Direction
Reproduce the Monty Python forum thread in full, word for word.

Excerpted text
-.-.-
I first saw Monty Python back in the 1970's on PBS.  I watched it and for some reason could not stop watching . It was absolutely the most bizarre tv show I had ever seen. It was so hypnotic. It took me  a while get the cultural references and jokes.  I grew  to love the show and its off the wall zaniness and its cast of crazies . I liked Graham Chapman best of all.


----------



## Cathbad

John Cleese was my favorite.

i love the funny walks!


----------



## BAYLOR

Cathbad said:


> John Cleese was my favorite.
> 
> i love the funny walks!



The Ministry of Silly Walks , also quite classic. For years after people who recognized him in the street would stop and ask him to do the silly walk bit.


----------



## Silver Bee

I think it was one of the first British shows I watched in English, maybe around 15 years ago. They would air it on a pretty indie-ish pay-per-view Spanish comedy channel at around 1 AM, and I remember staying up late with my Mum to watch it. It was probably one of the shows that really made me be interested in British culture in general, and from that point I started exploring other comedians, which led to... Well, everything else! 

It would be really hard to choose a favourite... Eric Idle or John Cleese. I think I have a permanent crush on Michael Palin, though.


----------



## REBerg

So many choices ...

In the top ten. (disclaimer: not responsible for any deaths caused by watching this clip)


----------



## BAYLOR

REBerg said:


> So many choices ...
> 
> In the top ten. (disclaimer: not responsible for any deaths caused by watching this clip)



Fortunately for us the Geneva convention  banned joke warfare .

_Baylor having accidentally heard the joke dies laughing ._


----------



## Cathbad




----------



## REBerg

Cathbad said:


> View attachment 30180​


The MSW. Another in my top 10.
-.-.-
Dataset section
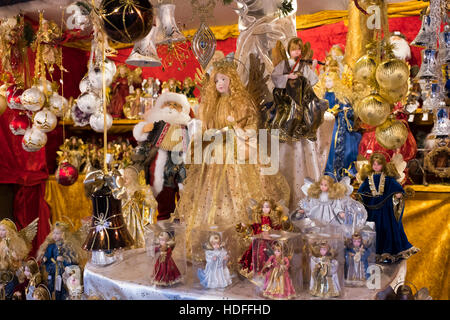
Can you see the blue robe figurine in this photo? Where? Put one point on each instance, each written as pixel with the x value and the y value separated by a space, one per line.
pixel 55 269
pixel 344 142
pixel 386 211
-.-.-
Response to the exercise
I first saw Monty Python back in the 1970's on PBS.  I watched it and for some reason could not stop watching . It was absolutely the most bizarre tv show I had ever seen. It was so hypnotic. It took me  a while get the cultural references and jokes.  I grew  to love the show and its off the wall zaniness and its cast of crazies . I liked Graham Chapman best of all.


----------



## Cathbad

John Cleese was my favorite.

i love the funny walks!


----------



## BAYLOR

Cathbad said:


> John Cleese was my favorite.
> 
> i love the funny walks!



The Ministry of Silly Walks , also quite classic. For years after people who recognized him in the street would stop and ask him to do the silly walk bit.


----------



## Silver Bee

I think it was one of the first British shows I watched in English, maybe around 15 years ago. They would air it on a pretty indie-ish pay-per-view Spanish comedy channel at around 1 AM, and I remember staying up late with my Mum to watch it. It was probably one of the shows that really made me be interested in British culture in general, and from that point I started exploring other comedians, which led to... Well, everything else! 

It would be really hard to choose a favourite... Eric Idle or John Cleese. I think I have a permanent crush on Michael Palin, though.


----------



## REBerg

So many choices ...

In the top ten. (disclaimer: not responsible for any deaths caused by watching this clip)


----------



## BAYLOR

REBerg said:


> So many choices ...
> 
> In the top ten. (disclaimer: not responsible for any deaths caused by watching this clip)



Fortunately for us the Geneva convention  banned joke warfare .

_Baylor having accidentally heard the joke dies laughing ._


----------



## Cathbad




----------



## REBerg

Cathbad said:


> View attachment 30180​


The MSW. Another in my top 10.